About this exercise
Whenever the word "brown" turns up in a line below, that line should be copied.

===== Data extracts

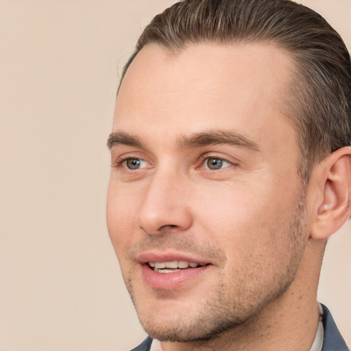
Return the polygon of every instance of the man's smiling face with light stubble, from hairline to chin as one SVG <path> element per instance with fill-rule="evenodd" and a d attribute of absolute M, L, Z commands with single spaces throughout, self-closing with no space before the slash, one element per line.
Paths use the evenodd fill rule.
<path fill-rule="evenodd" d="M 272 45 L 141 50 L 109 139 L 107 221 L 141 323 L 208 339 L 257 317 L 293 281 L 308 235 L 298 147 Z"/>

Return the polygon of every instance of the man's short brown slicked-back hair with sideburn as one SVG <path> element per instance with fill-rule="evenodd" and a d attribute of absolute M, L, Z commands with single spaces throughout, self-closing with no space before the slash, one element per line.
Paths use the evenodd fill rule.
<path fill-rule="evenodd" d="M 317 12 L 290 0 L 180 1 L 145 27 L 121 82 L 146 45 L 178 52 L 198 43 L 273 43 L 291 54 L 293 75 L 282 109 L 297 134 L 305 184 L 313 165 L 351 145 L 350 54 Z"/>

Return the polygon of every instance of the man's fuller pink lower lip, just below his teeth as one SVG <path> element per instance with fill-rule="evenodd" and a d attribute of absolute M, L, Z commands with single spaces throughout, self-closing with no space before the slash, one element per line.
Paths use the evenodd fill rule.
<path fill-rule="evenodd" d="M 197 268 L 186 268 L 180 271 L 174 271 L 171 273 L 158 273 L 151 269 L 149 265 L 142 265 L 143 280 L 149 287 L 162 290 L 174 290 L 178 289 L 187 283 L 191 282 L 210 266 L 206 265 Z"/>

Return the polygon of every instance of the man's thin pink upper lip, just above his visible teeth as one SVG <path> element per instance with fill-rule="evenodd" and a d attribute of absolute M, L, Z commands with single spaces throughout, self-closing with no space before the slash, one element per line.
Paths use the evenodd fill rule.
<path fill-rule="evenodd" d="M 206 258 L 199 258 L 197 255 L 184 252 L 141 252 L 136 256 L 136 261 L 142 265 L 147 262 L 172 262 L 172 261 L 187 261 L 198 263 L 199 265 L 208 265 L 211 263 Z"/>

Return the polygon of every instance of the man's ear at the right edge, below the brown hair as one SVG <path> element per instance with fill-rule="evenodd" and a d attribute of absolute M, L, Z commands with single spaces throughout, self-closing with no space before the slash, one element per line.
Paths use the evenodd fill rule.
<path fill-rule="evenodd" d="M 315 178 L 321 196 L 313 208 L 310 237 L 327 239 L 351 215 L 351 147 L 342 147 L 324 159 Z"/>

==========

Task output
Return the polygon of every instance of the man's short brown slicked-back hair with sideburn as one SVG <path> element per instance with fill-rule="evenodd" and a d attribute of absolute M, L, Z commands with single spaces throughout, self-closing with no space before the slash, one element per line.
Return the polygon of every instance of the man's ear at the right edge, below the brown hair as one SVG <path> element per instance with fill-rule="evenodd" and a d attribute of absolute M, L, Z commands with single spaces throughout, self-closing with no space before the slash, one element per line.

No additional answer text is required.